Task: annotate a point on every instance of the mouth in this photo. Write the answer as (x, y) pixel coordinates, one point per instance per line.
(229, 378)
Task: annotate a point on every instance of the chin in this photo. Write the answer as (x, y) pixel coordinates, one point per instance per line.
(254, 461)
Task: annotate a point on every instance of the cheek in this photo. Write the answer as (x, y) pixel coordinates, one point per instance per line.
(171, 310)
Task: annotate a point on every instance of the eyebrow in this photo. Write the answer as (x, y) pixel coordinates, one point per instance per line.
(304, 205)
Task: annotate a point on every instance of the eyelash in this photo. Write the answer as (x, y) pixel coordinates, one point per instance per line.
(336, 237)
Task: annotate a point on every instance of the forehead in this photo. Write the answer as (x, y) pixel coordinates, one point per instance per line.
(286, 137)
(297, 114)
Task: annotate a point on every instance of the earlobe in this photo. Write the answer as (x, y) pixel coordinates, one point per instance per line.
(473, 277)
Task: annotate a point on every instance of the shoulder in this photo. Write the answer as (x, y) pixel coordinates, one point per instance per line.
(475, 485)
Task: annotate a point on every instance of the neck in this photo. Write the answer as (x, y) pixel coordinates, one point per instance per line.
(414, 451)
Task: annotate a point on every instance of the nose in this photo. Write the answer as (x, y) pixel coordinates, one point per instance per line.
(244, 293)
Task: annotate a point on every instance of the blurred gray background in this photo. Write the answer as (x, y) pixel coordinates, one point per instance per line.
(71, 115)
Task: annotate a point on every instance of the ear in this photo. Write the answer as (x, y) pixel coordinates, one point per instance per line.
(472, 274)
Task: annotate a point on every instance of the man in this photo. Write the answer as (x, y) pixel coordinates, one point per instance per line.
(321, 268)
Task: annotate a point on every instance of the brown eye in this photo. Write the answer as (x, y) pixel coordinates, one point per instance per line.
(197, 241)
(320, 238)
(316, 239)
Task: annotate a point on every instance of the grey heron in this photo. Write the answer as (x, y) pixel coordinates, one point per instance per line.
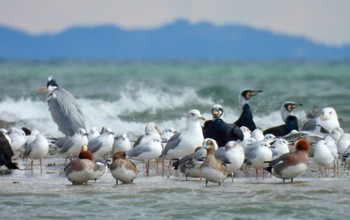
(64, 108)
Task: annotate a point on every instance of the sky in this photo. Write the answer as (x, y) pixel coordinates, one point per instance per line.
(323, 21)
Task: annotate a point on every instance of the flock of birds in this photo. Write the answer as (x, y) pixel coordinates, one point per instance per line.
(213, 151)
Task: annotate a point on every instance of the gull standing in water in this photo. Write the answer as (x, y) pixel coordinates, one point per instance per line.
(212, 170)
(64, 108)
(102, 145)
(6, 153)
(185, 142)
(36, 147)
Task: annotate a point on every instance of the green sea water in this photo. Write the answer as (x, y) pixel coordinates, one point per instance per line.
(126, 95)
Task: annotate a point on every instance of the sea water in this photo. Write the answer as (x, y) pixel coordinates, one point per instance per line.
(125, 95)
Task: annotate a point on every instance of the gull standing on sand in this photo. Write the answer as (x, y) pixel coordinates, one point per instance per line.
(328, 120)
(36, 147)
(122, 169)
(102, 145)
(64, 108)
(146, 151)
(151, 132)
(121, 143)
(212, 170)
(185, 142)
(72, 145)
(81, 169)
(6, 153)
(257, 153)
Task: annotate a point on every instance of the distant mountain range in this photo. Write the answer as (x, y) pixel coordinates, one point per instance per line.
(179, 40)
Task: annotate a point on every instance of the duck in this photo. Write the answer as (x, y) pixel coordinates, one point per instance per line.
(246, 117)
(293, 164)
(219, 130)
(122, 169)
(81, 169)
(212, 170)
(290, 121)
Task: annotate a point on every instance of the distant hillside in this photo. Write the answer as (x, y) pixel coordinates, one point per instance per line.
(180, 40)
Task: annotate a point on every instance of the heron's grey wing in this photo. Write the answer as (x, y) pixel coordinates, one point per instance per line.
(66, 112)
(67, 144)
(95, 144)
(172, 143)
(310, 125)
(27, 149)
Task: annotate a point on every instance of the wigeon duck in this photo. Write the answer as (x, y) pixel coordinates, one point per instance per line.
(185, 142)
(219, 130)
(83, 168)
(233, 155)
(64, 108)
(279, 147)
(323, 156)
(246, 117)
(122, 169)
(290, 121)
(212, 170)
(291, 165)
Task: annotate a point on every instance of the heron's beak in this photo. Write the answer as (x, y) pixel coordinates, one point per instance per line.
(42, 89)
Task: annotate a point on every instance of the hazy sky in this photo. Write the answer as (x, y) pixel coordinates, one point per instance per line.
(326, 21)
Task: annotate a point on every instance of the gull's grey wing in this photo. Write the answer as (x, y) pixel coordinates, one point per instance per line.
(67, 144)
(136, 151)
(66, 111)
(95, 145)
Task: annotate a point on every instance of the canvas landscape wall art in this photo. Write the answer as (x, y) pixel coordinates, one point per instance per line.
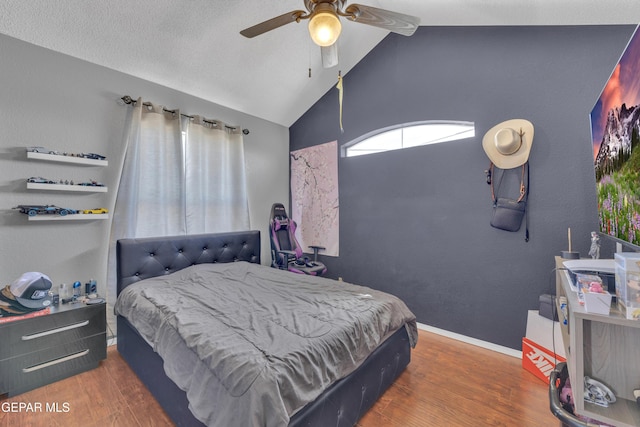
(615, 131)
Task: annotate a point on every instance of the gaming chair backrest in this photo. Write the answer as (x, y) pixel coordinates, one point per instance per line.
(283, 231)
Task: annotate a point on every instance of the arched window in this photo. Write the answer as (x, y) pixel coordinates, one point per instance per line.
(408, 135)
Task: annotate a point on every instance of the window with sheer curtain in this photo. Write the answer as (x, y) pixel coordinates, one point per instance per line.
(181, 175)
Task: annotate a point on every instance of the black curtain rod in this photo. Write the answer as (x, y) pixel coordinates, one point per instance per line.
(128, 100)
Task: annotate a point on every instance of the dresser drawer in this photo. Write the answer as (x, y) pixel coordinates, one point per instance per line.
(39, 333)
(25, 372)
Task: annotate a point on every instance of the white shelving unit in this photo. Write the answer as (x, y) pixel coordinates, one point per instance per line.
(66, 159)
(69, 217)
(605, 348)
(65, 187)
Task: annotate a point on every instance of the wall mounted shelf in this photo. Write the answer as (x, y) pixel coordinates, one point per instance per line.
(73, 217)
(66, 159)
(64, 187)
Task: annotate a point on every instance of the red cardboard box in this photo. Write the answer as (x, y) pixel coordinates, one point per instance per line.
(538, 360)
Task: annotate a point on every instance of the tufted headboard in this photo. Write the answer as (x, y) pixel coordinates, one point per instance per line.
(141, 258)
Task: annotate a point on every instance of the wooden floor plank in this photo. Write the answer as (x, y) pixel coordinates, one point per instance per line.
(448, 383)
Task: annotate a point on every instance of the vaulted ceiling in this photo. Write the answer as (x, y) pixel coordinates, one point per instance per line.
(194, 46)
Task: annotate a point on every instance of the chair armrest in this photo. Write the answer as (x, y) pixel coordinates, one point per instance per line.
(315, 251)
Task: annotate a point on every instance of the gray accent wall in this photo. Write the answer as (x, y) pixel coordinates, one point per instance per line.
(415, 222)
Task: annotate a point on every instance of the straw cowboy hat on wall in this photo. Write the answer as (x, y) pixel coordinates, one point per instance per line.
(508, 144)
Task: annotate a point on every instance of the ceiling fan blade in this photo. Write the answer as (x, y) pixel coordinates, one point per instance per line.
(329, 55)
(273, 23)
(392, 21)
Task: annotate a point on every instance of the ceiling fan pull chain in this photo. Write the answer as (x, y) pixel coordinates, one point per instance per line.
(340, 95)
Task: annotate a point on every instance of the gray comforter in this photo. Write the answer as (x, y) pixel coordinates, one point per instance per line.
(251, 345)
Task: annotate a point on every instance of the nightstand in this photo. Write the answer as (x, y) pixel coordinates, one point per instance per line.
(41, 350)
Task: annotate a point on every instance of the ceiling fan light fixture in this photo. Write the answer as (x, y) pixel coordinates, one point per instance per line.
(324, 27)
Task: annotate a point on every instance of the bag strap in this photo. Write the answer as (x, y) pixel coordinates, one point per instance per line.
(523, 188)
(524, 192)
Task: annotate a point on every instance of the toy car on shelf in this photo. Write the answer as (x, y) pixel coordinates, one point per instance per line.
(93, 156)
(43, 150)
(33, 210)
(40, 180)
(91, 183)
(96, 211)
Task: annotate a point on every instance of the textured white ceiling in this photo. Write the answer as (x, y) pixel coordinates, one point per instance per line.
(194, 46)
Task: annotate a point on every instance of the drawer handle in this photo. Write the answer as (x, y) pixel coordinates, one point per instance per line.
(55, 362)
(55, 331)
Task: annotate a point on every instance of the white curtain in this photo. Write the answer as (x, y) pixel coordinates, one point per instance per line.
(215, 177)
(179, 176)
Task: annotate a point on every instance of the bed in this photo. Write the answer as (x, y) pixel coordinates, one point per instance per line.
(229, 344)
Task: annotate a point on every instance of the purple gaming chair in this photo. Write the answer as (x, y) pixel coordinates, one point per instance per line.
(286, 253)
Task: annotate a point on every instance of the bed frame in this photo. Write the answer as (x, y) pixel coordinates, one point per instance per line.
(342, 404)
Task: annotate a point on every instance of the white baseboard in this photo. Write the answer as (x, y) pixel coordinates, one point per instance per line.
(484, 344)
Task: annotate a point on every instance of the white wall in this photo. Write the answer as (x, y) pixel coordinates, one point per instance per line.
(65, 104)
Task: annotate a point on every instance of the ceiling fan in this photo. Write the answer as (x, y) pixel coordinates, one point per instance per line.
(325, 26)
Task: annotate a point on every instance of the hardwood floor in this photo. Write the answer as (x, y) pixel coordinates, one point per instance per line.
(448, 383)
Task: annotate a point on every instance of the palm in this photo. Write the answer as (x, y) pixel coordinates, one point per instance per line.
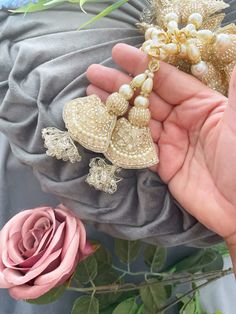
(195, 134)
○ ○ ○ ○
GOAL OF THE EXERCISE
Can you turn everything in the material from the line containing "Task: annotate a point on every instance of the white baseboard" down to the very end into a Markdown table with the columns Row and Line, one numbered row per line, with blank lines and pictures left out?

RESULT
| Row | Line |
|---|---|
| 1 | Task: annotate a point on every instance of the white baseboard in this photo. Write the answer as (x, y) pixel coordinates, one point per instance per line. |
| 2 | (484, 344) |
| 3 | Task: annotate a point on every instance of the white wall in this photo. Write the answer as (x, y) pixel coordinates, one point per instance per line. |
| 4 | (65, 104) |
| 5 | Task: annotate a point on every instance of the ceiling fan in this photo. Write the answer as (x, y) pixel coordinates, one point per instance per line. |
| 6 | (325, 26) |
| 7 | Task: annotate a point on every instance of the hardwood floor in this photo. Write the answer as (x, y) pixel coordinates, one point per instance per line. |
| 8 | (448, 383) |
| 9 | Task: annotate a point on every instance of the palm in this photo. Write the answer as (x, y) pixel coordinates, one point per instance per line. |
| 10 | (195, 134) |